Goal of the exercise: Continue the piece on California's HERSII home energy ratings, picking up after its last sentence.

Extract to read:
● ● ● ●
Contractors are ultimately responsible for a project’s outcome, including its energy performance, and cost. When presented with a third-party HERSII rating, a contractor must determine if the report recommendations match the conditions he/she finds in the home. This means the contractor always must go back to the customer and do what amounts to another audit of the building to confirm recomendations, code compliance, and pricing, but — because the customer has already paid for a rating audit — the contractor has to conduct this work for free.
On a very large percentage of these third-party HERSII ratings, the contractor will end up not agreeing with either the estimated price coded into the rating (which drives the Return on Investment and ranking in the software), or they will disagree with the solution being recommended once someone with construction experience visits the site and creates an actionable workscope.
This puts the homeowner in a bind. On one hand, they have the third-party rater sporting a CEC logo on their report telling them one thing, and a contractor telling them another thing, and far too often the homeowner becomes uncertain as to how to proceed and who to trust, so no work gets done. The third-party model ends up with very low conversion rates, and is generally not a profitable source of customers for home performance contractors.
How do we move forward from here?
It is time that we focus our energies in California on moving to a market that relies on actual performance, not complex regulatory structures translated into software and a numerical scales. The web of regulation we have created has many unintended consequences, and with the advent of smart meters and big data, we have the opportunity to move beyond regulatory proxies and instead harness private markets and sources of capital. We should embrace this change as a great success of the California system, not a failure. It is time for State policy to advance and lead the nation towards a smarter more efficient model to deliver the deep energy efficiency required if we are going to hit our climate, energy, and economic goals.
In light of the results from HERSII to date, the California Energy Commission strongly considers adopting simpler approaches to providing homeowners with ratings, that are substantially lower in cost to homeowners and do not pretend to be of investment grade accuracy. One such solution is the national DOE Home Energy Score. A very simple model can be input through an API from a variety of software tools, and is simple enough to be part of a home inspection, resulting in a 1 to 10 score for the homeowner.
● ● ● ●
Region pointing material
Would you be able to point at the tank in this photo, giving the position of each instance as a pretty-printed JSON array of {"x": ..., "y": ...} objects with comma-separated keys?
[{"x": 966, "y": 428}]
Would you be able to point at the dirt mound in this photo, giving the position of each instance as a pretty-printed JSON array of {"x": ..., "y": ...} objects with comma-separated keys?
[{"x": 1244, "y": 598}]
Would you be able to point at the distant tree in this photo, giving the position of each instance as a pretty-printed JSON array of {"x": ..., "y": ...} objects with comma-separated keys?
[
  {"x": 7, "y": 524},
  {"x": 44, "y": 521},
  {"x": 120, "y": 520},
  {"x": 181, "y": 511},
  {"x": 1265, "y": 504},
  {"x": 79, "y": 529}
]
● ● ● ●
Answer space:
These simpler systems work as a way for homeowners to gauge a home's performance but will not be confused with real energy audits capable of delivering solutions to homeowner that contractors can actually build and that will deliver reliable results. We should separate upfront simple asset ratings from the more complex needs of a diverse contractor marketplace who can deliver the level of quality auditing necessary to develop an actionable workscope and a real price. Instead of applying an expensive and inaccurate comprehensive HERSII rating on every house in the State, we instead would only do an investment grade audit when there is pathway to getting a project built.
We need to do more than tweak the knobs on the current model. We need to be open to new ideas and substantial change in our approach. Solutions are out there, but we need to be willing to admit that many current ideas are not working, and minor changes will not be sufficient to reverse the trend. It is time for California to step back into the lead and help the country move towards a sustainable market for energy efficiency.
This process should start today by admitting that the HERSII system needs to be reevaluated based on evidence and feedback from the market. It does not matter how much we have invested, we need to look at empirical results and change course. We cannot afford to keep marching forward with the same basic theories, while hoping for different results.